------ Fragmento proporcionado

Estos tres sistemas, con sus
disensiones mutuas, en realidad se parecen en cuanto que todos están encerrados
dentro del circulo vicioso del utopismo reaccionario. Lo que ha de salvarse no
es el capitalismo alemán, sino Alemania de su capitalismo.
En
los años de la crisis, la burguesía alemana, o al menos sus teóricos, han
pronunciado discursos de arrepentimiento; sí, habían llevado una política
demasiado arriesgada, habían recurrido con mucha ligereza a la ayuda de créditos
extranjeros, habían empujado demasiado rápidamente la modernización del
equipamiento fabril etc. En el futuro, ¡habrá, que ser más cuidadosos! En
realidad, sin embargo, a medida que se manifiesta el programa de Papen y la
actitud del capital financiero hacia él, los dirigentes de la burguesía alemana
se inclinan hoy más que nunca al aventurismo económico.
A los primeros signos de
reactivación industrial, el capitalismo alemán se mostrará tal y como su pasado
histórico lo ha conformado, y no como les gustaría configurarlo a los
moralistas liberales. Los empresarios, ávidos de beneficios, harán subir de
nuevo la presión del vapor sin prestar atención al manómetro. La persecución de
los créditos extranjeros volverá a tomar un carácter febril. ¿Son escasas las
posibilidades de expansión? Tanto más necesario el monopolizarlas. El mundo
aterrorizado verá de nuevo el cuadro del período precedente, pero en forma de
convulsiones todavía más violentas. Al mismo tiempo, el renacimiento del
militarismo alemán avanzará como si los años 1914‑1918 nunca hubiesen
existido. La burguesía alemana vuelve a situar a los barones del Este del Elba
a la cabeza de la nación. Bajo los auspicios bonapartistas, están aún más
inclinados a arriesgar la cabeza de la nación que bajo los de la monarquía
legítima.

------------
------ Registros mostrados

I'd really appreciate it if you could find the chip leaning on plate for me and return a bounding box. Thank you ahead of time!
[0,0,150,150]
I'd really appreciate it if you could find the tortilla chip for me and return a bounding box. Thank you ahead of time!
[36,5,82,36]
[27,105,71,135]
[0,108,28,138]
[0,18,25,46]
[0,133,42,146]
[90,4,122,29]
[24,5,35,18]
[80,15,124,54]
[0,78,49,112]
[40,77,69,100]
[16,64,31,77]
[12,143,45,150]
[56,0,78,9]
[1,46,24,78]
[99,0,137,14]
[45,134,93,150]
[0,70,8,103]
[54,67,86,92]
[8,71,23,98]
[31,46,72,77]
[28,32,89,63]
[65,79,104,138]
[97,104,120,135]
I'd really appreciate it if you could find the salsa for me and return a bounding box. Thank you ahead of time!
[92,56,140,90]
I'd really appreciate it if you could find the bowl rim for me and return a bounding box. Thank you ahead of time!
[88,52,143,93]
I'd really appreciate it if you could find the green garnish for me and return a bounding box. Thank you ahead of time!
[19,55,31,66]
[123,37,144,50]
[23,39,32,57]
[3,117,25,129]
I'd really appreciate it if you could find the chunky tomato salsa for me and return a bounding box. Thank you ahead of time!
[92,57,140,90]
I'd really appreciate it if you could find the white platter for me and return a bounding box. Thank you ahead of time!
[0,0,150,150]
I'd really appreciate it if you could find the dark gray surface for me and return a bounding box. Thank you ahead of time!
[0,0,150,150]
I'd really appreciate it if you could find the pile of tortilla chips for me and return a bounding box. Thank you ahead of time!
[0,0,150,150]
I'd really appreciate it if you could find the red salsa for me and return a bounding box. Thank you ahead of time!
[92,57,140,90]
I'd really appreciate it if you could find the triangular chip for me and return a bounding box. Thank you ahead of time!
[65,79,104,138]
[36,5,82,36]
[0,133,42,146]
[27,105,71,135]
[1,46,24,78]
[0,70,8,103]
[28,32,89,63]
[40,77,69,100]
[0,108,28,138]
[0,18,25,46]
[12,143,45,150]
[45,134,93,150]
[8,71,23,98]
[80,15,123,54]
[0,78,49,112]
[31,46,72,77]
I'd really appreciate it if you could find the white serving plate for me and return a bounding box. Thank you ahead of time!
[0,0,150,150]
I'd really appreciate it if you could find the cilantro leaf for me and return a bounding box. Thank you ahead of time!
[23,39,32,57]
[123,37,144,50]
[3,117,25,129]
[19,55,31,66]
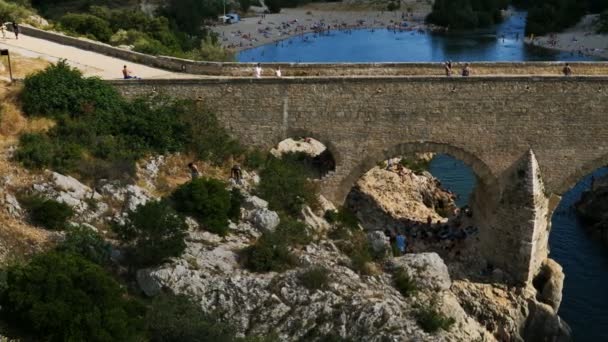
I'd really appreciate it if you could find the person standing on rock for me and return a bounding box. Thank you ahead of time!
[230,164,243,184]
[395,232,407,255]
[188,163,201,180]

------------

→ **Tareas a realizar**
1. Enumera lo que, según el fragmento sobre el capitalismo alemán, reconocieron los teóricos de la burguesía alemana en sus discursos de arrepentimiento.
2. Cita textualmente el fragmento sobre el capitalismo alemán, empezando por las palabras "Estos tres sistemas, con" y terminando después de "al aventurismo económico.".
3. Prosigue el fragmento sobre el capitalismo alemán desde donde termina.

→ **Respuestas por tarea**
1.
- Habían llevado una política demasiado arriesgada.
- Habían recurrido con mucha ligereza a la ayuda de créditos extranjeros.
- Habían empujado demasiado rápidamente la modernización del equipamiento fabril.

2.
Estos tres sistemas, con sus
disensiones mutuas, en realidad se parecen en cuanto que todos están encerrados
dentro del circulo vicioso del utopismo reaccionario. Lo que ha de salvarse no
es el capitalismo alemán, sino Alemania de su capitalismo.
En
los años de la crisis, la burguesía alemana, o al menos sus teóricos, han
pronunciado discursos de arrepentimiento; sí, habían llevado una política
demasiado arriesgada, habían recurrido con mucha ligereza a la ayuda de créditos
extranjeros, habían empujado demasiado rápidamente la modernización del
equipamiento fabril etc. En el futuro, ¡habrá, que ser más cuidadosos! En
realidad, sin embargo, a medida que se manifiesta el programa de Papen y la
actitud del capital financiero hacia él, los dirigentes de la burguesía alemana
se inclinan hoy más que nunca al aventurismo económico.

3.
En sus momentos lúcidos, los
dirigentes de la socialdemocracia alemana deben preguntarse por qué milagro su
partido, después de todo el daño que ha hecho, todavía dirige a millones de
obreros. Ciertamente, ha de darse una gran importancia al conservadurismo
innato a toda organización de masas. Varias generaciones del proletariado han
pasado por la socialdemocracia como escuela política; ello ha creado una gran
tradición. Sin embargo, ésa no es la razón principal de la vitalidad del
reformismo. Los obreros no pueden abandonar simplemente la socialdemocracia, a
pesar de todos los crímenes de ese partido; deben poder remplazarlo por otro
partido. Entretanto, el partido comunista alemán, en la persona de sus
dirigentes, ha hecho todo lo que estaba a su alcance para alejar a las masas o
al menos para impedirles que se agrupasen alrededor del partido comunista.
La política de capitulación de
Stalin‑Brandler en el año 1923; el zigzag ultraizquierdista de Maslow‑Ruth
Fischer, Thaelmann en 1924-1925; el arrastramiento oportunista ante la
socialdemocracia en 1926-1.928; el aventurismo del «tercer período» en 1928‑1930;
la teoría y práctica del «socialfascismo» y de la «liberación nacional» en 1930‑1932,
ésas son las partidas de la factura. El total da: Hindenburg‑Papen‑Schelicher
y Cía.
Por el camino capitalista, no hay
ninguna salida para el pueblo alemán. En eso reside la fuente de fortaleza más
importante del partido comunista. El ejemplo de la Unión Soviética muestra
mediante la experiencia que hay una salida por el camino socialista. En eso
reside la segunda fuente de fortaleza del partido comunista.
Pero, gracias a las condiciones de
desarrollo del Estado proletario aislado, allí ha tomado la dirección de la
Unión Soviética una burocracia nacional‑oportunista, que no cree en la
revolución mundial, que defiende su independencia de la revolución mundial y
mantiene a la vez una dominación ilimitada sobre la Internacional Comunista. Y
ésa es en la actualidad la mayor desgracia para el proletariado alemán e
internacional.
La situación en Alemania está
hecha como a propósito para posibilitar al partido comunista el ganar a la
mayoría de los obreros en un corto espacio de tiempo. El partido comunista debe
comprender solamente que sin embargo, en la actualidad, representa a la minoría
del proletariado, y debe caminar firmemente por el camino de la táctica de
frente único. En su lugar, el partido comunista ha hecho suya una táctica que
puede resumirse en las siguientes palabras: no dar a los obreros alemanes la
posibilidad de llevar adelante luchas económicas ni de presentar resistencia al
fascismo, ni de empuñar la herramienta de la huelga general, ni de crear
soviets; antes, que el proletariado mundial reconozca por adelantado la
dirección del partido comunista. La tarea política se convierte en un
ultimátum.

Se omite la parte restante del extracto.